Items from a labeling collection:
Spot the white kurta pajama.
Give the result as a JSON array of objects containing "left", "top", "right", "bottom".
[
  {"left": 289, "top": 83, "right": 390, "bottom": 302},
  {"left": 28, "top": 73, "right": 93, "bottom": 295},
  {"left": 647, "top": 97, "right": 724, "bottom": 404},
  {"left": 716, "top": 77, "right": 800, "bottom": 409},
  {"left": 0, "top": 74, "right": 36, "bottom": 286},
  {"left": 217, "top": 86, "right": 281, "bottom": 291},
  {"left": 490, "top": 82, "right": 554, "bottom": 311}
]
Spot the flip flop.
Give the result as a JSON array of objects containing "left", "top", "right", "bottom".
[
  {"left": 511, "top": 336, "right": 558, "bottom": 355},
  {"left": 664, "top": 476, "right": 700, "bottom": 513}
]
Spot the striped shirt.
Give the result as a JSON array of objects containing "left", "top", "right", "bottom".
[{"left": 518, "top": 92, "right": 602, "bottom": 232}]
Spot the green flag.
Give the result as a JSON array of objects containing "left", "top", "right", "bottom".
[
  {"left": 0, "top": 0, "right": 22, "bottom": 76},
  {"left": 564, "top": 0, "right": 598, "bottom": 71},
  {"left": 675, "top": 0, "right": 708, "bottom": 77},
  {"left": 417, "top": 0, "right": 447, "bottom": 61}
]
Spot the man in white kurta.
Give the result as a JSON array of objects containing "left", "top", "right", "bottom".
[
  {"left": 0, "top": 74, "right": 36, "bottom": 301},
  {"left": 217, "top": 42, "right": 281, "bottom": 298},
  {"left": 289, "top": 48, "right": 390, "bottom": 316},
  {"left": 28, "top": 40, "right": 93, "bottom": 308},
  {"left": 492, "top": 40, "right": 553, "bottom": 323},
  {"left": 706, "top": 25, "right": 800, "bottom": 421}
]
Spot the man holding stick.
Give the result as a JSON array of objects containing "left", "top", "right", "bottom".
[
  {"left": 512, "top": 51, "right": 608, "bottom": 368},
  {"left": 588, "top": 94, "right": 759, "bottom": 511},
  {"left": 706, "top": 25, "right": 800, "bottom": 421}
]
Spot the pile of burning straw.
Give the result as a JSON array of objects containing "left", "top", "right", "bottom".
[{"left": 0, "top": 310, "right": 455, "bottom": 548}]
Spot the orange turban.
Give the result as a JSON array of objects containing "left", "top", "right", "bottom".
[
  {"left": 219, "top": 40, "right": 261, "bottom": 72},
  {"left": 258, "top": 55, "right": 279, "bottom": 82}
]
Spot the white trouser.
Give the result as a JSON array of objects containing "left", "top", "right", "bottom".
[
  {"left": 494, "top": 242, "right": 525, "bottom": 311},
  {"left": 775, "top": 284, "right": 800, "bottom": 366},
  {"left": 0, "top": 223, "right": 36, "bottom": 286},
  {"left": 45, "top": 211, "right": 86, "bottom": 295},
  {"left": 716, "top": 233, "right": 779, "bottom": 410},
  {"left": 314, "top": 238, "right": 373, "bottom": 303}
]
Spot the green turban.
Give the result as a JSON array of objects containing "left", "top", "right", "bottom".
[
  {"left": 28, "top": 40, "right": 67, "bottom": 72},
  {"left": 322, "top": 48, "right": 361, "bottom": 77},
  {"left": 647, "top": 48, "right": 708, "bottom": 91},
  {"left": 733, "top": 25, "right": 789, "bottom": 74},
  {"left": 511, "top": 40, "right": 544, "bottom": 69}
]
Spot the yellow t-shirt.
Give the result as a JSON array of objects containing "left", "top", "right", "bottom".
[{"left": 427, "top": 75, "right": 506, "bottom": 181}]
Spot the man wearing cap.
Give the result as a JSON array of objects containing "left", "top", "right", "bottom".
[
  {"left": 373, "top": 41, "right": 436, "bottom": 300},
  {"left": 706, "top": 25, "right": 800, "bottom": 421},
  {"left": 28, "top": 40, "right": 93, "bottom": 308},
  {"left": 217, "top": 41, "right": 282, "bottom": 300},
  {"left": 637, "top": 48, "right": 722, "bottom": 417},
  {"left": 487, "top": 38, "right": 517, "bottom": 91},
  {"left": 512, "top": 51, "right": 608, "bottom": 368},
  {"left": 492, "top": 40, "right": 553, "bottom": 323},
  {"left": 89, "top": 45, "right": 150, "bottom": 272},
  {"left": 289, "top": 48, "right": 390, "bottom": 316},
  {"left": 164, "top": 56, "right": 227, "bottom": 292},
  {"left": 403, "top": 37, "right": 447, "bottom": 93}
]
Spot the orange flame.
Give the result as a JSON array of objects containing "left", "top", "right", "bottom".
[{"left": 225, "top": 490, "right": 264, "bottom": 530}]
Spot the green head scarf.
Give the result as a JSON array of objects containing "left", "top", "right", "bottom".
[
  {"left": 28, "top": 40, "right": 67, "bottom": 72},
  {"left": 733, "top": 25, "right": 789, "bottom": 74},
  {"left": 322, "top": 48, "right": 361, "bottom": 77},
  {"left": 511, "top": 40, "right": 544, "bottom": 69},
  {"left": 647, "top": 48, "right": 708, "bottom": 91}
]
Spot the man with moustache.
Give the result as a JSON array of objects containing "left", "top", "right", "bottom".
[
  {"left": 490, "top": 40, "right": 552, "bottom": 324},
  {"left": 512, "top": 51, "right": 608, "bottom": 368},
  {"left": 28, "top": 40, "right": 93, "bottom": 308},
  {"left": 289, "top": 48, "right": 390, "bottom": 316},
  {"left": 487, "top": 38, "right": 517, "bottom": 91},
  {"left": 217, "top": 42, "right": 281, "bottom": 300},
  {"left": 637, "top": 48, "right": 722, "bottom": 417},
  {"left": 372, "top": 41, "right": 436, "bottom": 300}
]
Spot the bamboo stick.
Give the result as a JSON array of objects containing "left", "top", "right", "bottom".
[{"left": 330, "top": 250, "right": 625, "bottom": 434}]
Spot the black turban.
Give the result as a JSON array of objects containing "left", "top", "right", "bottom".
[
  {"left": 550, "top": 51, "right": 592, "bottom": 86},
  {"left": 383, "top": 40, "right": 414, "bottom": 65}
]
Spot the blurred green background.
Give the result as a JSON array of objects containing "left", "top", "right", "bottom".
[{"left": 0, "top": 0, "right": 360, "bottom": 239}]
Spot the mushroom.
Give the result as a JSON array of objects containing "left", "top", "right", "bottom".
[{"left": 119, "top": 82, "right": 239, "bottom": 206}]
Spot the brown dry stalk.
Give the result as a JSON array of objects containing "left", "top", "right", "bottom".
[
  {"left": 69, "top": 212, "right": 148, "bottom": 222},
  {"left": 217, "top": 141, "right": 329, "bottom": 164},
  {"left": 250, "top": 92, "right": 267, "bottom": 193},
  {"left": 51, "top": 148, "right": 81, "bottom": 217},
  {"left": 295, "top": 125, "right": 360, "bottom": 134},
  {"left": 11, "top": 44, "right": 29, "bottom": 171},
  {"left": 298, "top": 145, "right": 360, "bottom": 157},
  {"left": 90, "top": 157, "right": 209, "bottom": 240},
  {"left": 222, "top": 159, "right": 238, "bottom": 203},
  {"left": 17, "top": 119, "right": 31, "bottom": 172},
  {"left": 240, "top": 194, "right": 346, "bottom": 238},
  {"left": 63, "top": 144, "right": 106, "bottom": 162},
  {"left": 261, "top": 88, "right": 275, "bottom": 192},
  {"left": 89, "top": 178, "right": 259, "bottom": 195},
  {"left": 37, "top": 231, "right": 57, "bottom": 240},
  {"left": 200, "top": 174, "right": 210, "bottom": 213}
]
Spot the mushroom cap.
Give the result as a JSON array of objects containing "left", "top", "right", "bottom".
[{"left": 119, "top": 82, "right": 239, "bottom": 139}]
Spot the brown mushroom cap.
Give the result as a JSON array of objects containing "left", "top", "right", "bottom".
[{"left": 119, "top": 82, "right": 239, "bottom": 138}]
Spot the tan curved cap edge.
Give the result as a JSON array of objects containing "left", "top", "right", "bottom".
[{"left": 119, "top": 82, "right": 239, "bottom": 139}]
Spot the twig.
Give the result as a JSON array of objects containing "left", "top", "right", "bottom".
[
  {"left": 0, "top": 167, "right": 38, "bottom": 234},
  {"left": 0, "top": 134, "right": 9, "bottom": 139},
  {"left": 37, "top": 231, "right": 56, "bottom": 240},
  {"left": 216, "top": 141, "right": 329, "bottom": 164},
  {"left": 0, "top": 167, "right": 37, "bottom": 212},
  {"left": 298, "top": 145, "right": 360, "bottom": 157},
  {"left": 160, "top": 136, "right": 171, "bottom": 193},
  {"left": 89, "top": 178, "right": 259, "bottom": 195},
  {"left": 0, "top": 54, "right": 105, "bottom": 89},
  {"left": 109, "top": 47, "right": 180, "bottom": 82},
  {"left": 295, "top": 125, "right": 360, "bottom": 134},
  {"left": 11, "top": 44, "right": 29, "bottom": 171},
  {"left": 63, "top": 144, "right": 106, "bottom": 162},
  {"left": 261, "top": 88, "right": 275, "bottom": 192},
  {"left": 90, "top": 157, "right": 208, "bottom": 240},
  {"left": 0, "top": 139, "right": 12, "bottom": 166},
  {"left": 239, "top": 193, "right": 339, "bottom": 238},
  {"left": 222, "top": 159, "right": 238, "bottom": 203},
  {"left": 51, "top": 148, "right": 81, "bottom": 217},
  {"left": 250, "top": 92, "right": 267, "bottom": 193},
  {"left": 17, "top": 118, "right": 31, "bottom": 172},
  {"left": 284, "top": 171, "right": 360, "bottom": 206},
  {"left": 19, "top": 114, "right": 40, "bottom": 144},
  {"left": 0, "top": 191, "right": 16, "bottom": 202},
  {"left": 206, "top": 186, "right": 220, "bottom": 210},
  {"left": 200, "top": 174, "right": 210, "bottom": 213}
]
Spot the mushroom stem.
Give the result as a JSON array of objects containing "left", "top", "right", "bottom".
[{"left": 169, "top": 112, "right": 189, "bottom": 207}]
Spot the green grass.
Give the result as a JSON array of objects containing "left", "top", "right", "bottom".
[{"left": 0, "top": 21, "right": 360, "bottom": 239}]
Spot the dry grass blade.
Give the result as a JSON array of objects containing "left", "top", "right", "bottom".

**YOUR INSTRUCTIONS**
Can you substitute "Find" for every "Spot" in the stretch from the line containing "Spot the twig." through the end of the records, giving those lines again with nothing else changed?

**FINAL ANSWER**
Find the twig.
Give the result as a JSON array of objects containing "left", "top", "right", "bottom".
[
  {"left": 0, "top": 167, "right": 38, "bottom": 234},
  {"left": 0, "top": 134, "right": 9, "bottom": 139},
  {"left": 37, "top": 231, "right": 56, "bottom": 240},
  {"left": 216, "top": 141, "right": 329, "bottom": 164},
  {"left": 0, "top": 167, "right": 37, "bottom": 212},
  {"left": 298, "top": 145, "right": 360, "bottom": 157},
  {"left": 160, "top": 136, "right": 171, "bottom": 193},
  {"left": 89, "top": 178, "right": 259, "bottom": 195},
  {"left": 0, "top": 54, "right": 105, "bottom": 89},
  {"left": 109, "top": 47, "right": 180, "bottom": 82},
  {"left": 295, "top": 125, "right": 360, "bottom": 134},
  {"left": 11, "top": 44, "right": 29, "bottom": 171},
  {"left": 63, "top": 144, "right": 106, "bottom": 162},
  {"left": 261, "top": 88, "right": 275, "bottom": 192},
  {"left": 90, "top": 157, "right": 208, "bottom": 240},
  {"left": 0, "top": 139, "right": 12, "bottom": 166},
  {"left": 239, "top": 193, "right": 339, "bottom": 238},
  {"left": 222, "top": 159, "right": 238, "bottom": 203},
  {"left": 51, "top": 148, "right": 81, "bottom": 217},
  {"left": 250, "top": 92, "right": 267, "bottom": 193},
  {"left": 17, "top": 118, "right": 31, "bottom": 172},
  {"left": 284, "top": 171, "right": 360, "bottom": 206},
  {"left": 19, "top": 114, "right": 40, "bottom": 144},
  {"left": 0, "top": 191, "right": 16, "bottom": 202},
  {"left": 206, "top": 186, "right": 220, "bottom": 210},
  {"left": 200, "top": 174, "right": 210, "bottom": 213}
]
Find the mushroom stem.
Give the result as a JSON array of objects containing "left", "top", "right", "bottom".
[{"left": 169, "top": 112, "right": 189, "bottom": 207}]
Find the green grass.
Give the result as a JSON array of objects containing "left", "top", "right", "bottom".
[{"left": 0, "top": 21, "right": 360, "bottom": 239}]
Find the dry grass blade.
Give the result as a JSON array of objects containing "left", "top", "right", "bottom".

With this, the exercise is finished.